Alacakların Zekâtı
8. Alacakların Zekâtı
688. Saib b. Yezid'den: Osman b. Affan şöyle derdi:
« işte bu zekâtınızı verme ayıdır. Kimin borcu varsa alacaklısına ödesin. Böylece tahsil etmiş olduğunuz alacaklarınızın zekâtını verebilirsiniz.» Şeybanî, 323.Hanefî Mezhebine göre, borcu olan önce bu borcu öder, nisap miktarı malı kalırsa, zekât yükümlüsü olur
689. Eyyüp b. Ebi Temime es-Sahtiyanî'den: Ömer b. Abdülaziz, valilerinden birinin halktan zorla zekât alması üzerine ona aldığını sahiplerine geri vermesini, malların geçmiş senelerdeki zekâtlarının da alınmasını yazmıştı. Daha sonra ikinci bir fermanla onlardan sadece son senenin zekâtının alınmasını istedi. Çünkü geçmiş senelere ait mallarına tamamen sahip değillerdi.
690. «Yezid b. Husayfe der ki: Süleyman b. Yesar'a: «Bir malı olan fakat o malı kadar da borcu olan bir kimseye zekât düşer mi?» diye sordum. «Hayır!» cevabını verdi. Hanefi Mezhebine göre de bu kişi zekât yükümlüsü olmaz.
691. Alacağın zekâtı konusunda İmâm-ı Mâlik şöyle der: Biz Medine'liler arasında ittifakla kabul edildiğine göre, alacaklı, malı eline geçtikten sonra zekâtını verir. Eğer borçlu, senelerce bunu vermez de bilâhare verirse, alacaklı malını alır almaz tek bir senelik zekât verir. Şayet aldığı nisaba ulaşmayacak kadar az bir şeyse zekât düşmez. Alacaklının aldığından başka kendi malı da varsa ve borçlusundan aldığı ile kendi malı nisaba ulaşıyorsa o zaman zekâtını verir.
İmâm-ı Mâlik'den: Borçludan aldığından başka matı yoksa, bu da nisaba ulaşmamışsa zekât vermez. Ancak borçlusundan peyderpey aldıklarının miktarını tesbit eder, aldıklarının toplamı nisabı bulunca zekâtını verir.
İmâm-ı Mâlik der ki: Alacaklı borçludan aldığını harcasın harcamasın aldıkları toplamı yirmi dinar (85 gr.) altın veya iki yüz dirhem (595 gr.) gümüş bedeline ulaşırsa zekâtını vermesi icap eder. Bundan sonra aldıkları az olsun çok olsun hesap ederek zekatını vermesi gerekir.
====================
İstenen Görev
Alacakların zekâtına dair metni son cümlesinden sonra sürdürür müsünüz? Buradaki kayıtlar başka bir kaynaktan alınmıştır.

Kayıt Alıntıları
====================
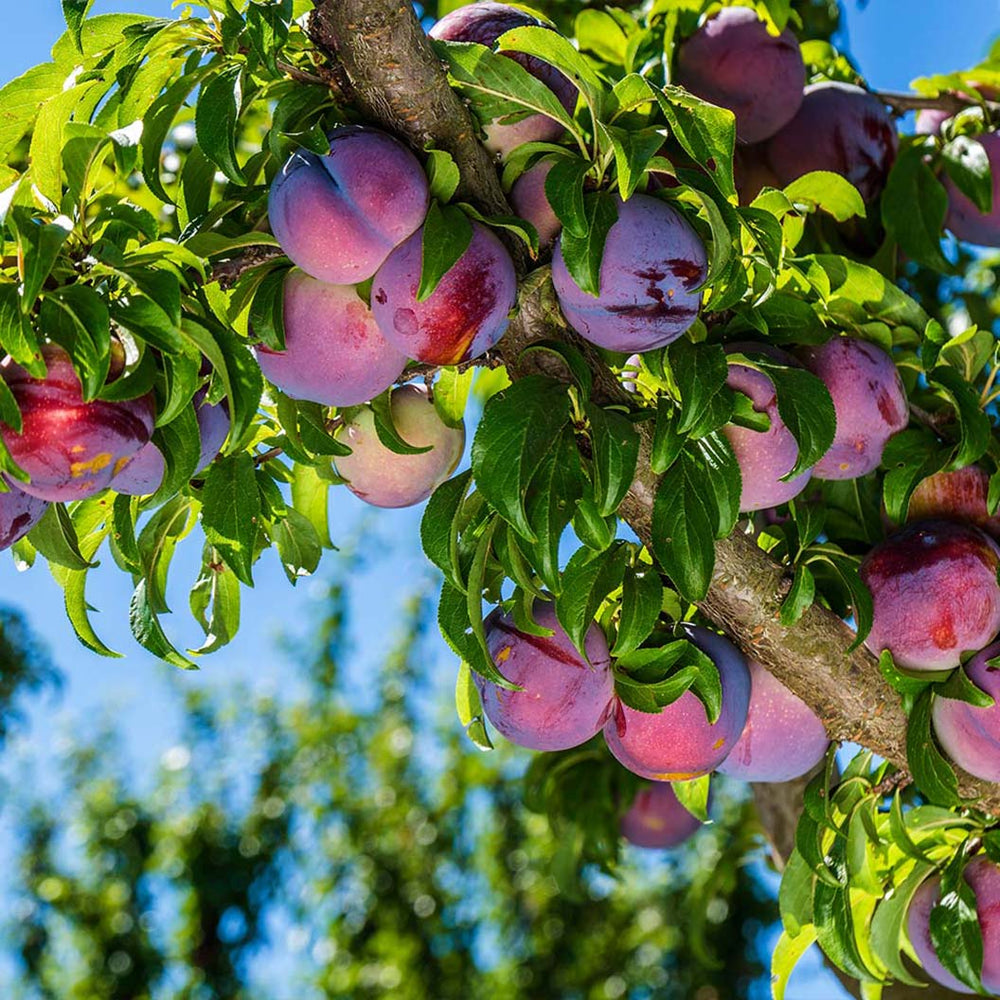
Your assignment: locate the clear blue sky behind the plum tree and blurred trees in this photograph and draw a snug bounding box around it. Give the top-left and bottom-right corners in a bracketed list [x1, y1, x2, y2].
[0, 0, 1000, 1000]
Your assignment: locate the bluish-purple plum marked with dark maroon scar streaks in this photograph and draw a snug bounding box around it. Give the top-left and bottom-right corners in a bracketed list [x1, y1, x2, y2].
[552, 194, 707, 354]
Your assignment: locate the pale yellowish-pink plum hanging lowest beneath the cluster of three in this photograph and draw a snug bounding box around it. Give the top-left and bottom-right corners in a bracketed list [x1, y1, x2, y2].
[336, 385, 465, 507]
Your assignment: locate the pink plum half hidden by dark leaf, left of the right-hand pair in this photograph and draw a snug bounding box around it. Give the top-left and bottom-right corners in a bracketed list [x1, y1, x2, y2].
[722, 352, 810, 511]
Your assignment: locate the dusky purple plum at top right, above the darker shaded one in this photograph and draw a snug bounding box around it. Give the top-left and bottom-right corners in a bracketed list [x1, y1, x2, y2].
[677, 7, 806, 142]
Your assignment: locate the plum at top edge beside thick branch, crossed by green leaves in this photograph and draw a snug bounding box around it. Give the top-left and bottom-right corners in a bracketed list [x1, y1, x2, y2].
[428, 3, 577, 157]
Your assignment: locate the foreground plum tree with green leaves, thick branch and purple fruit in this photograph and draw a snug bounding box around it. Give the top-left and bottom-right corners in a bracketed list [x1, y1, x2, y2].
[0, 0, 1000, 1000]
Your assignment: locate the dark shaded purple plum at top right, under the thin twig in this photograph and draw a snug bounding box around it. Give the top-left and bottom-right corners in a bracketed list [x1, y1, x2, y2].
[767, 82, 899, 202]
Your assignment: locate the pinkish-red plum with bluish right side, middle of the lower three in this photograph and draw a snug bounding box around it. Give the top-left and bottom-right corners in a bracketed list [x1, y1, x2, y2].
[604, 624, 750, 781]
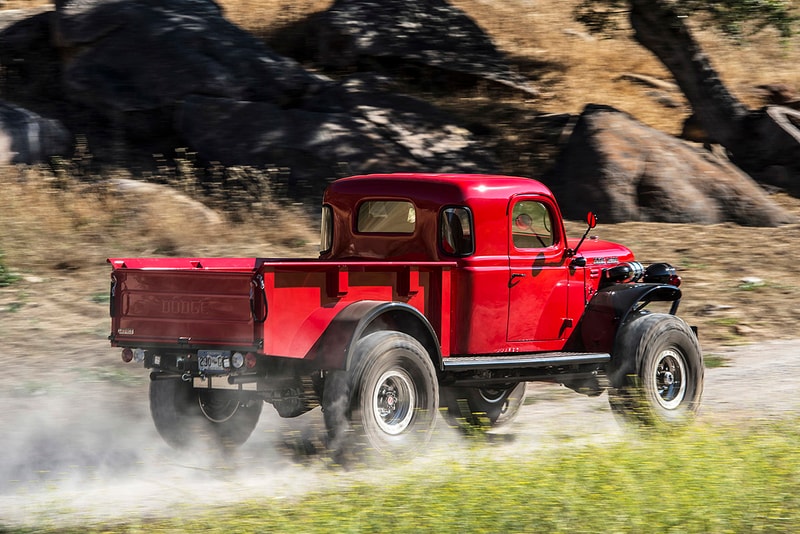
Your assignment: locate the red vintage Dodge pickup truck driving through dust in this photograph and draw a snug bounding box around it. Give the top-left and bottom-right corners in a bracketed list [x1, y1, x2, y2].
[109, 174, 703, 458]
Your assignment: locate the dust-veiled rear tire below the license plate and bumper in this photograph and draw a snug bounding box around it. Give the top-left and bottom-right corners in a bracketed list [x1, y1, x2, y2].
[150, 377, 264, 449]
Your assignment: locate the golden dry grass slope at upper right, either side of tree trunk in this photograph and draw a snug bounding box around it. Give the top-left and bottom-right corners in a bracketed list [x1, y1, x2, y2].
[453, 0, 800, 134]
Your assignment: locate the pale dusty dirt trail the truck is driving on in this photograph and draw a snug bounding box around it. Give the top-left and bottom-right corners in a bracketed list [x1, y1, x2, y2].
[0, 339, 800, 530]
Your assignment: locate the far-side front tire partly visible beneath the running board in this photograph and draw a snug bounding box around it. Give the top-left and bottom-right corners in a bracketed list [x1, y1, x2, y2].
[439, 382, 526, 430]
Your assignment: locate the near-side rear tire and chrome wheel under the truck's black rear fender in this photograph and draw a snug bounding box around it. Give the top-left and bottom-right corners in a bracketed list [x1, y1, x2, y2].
[322, 331, 439, 465]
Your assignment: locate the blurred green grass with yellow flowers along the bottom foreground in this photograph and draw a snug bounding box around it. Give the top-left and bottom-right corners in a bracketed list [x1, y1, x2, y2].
[32, 420, 800, 533]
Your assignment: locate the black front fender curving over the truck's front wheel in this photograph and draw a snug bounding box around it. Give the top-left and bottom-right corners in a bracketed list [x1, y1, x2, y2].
[580, 283, 681, 352]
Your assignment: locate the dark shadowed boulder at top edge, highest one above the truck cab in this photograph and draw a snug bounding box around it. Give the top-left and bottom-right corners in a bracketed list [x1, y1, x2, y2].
[309, 0, 538, 96]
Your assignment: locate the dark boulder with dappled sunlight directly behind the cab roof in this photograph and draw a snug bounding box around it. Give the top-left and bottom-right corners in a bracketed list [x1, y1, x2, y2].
[176, 74, 497, 197]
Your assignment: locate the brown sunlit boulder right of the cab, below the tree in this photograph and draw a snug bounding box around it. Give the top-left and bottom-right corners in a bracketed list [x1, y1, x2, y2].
[546, 104, 794, 226]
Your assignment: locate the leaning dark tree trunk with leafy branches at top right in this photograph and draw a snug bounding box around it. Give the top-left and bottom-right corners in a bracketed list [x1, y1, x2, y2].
[575, 0, 800, 195]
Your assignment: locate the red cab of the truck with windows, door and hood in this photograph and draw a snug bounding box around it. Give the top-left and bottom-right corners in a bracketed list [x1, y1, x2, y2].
[321, 174, 633, 355]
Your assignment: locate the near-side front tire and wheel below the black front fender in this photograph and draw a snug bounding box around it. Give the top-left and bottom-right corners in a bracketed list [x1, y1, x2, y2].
[608, 313, 704, 427]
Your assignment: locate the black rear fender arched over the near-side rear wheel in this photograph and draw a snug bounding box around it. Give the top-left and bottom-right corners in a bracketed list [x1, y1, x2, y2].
[306, 300, 442, 370]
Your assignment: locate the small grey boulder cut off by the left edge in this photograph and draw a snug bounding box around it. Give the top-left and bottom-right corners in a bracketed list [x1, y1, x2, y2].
[0, 101, 72, 165]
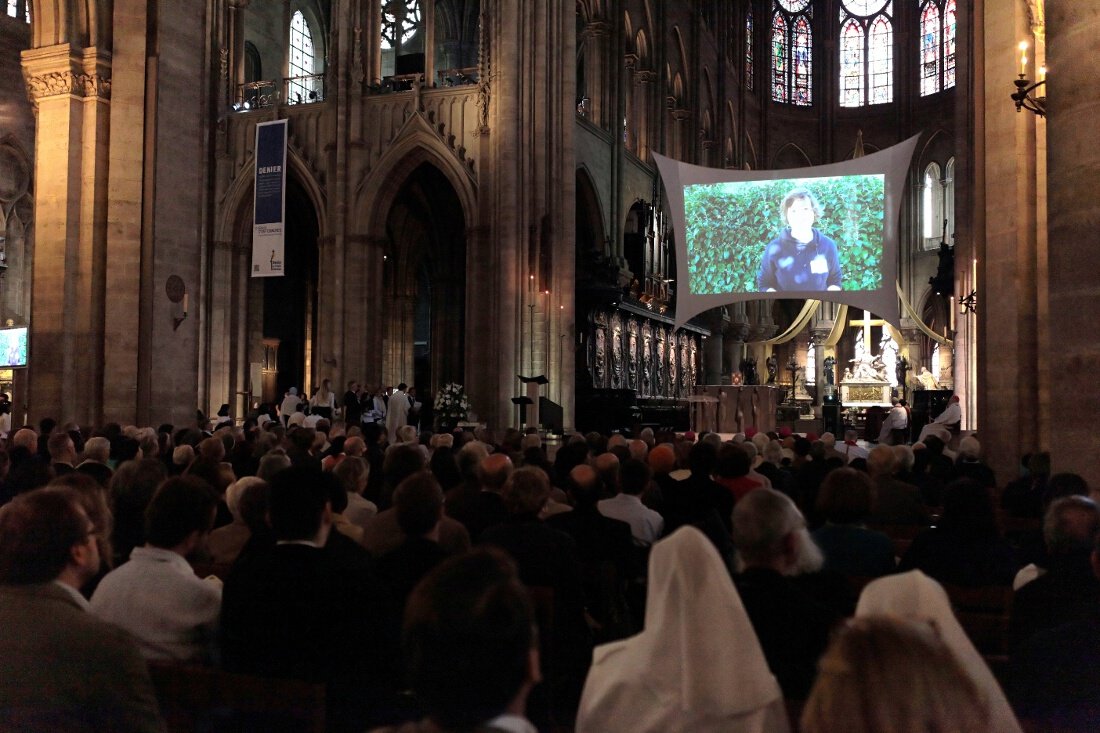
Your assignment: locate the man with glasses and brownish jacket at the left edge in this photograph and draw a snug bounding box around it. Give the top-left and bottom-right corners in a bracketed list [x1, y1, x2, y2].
[0, 489, 165, 733]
====================
Görevin Yanıtı
İmâm-ı Mâlik'den: Başkasında alacak olarak duran bir malın seneler sonra alınmasıyla sadece bir senelik zekâtının verilmesine şöyle bir delil getirebiliriz:
Bir adamın yanındaki bir eşya ticaret için senelerce beklese ve sonunda da satılsa, satış üzerinden sadece bir yıllık zekâtı verilir. Borçlu olan veya eşyası olan bir kimse bu borcunun ve eşyasının zekâtını başka bir malıyla ödeyemez, her şeyin zekâtı kendisinden ödenir, bir şeyin zekâtı başka bir şeyle ödenmez.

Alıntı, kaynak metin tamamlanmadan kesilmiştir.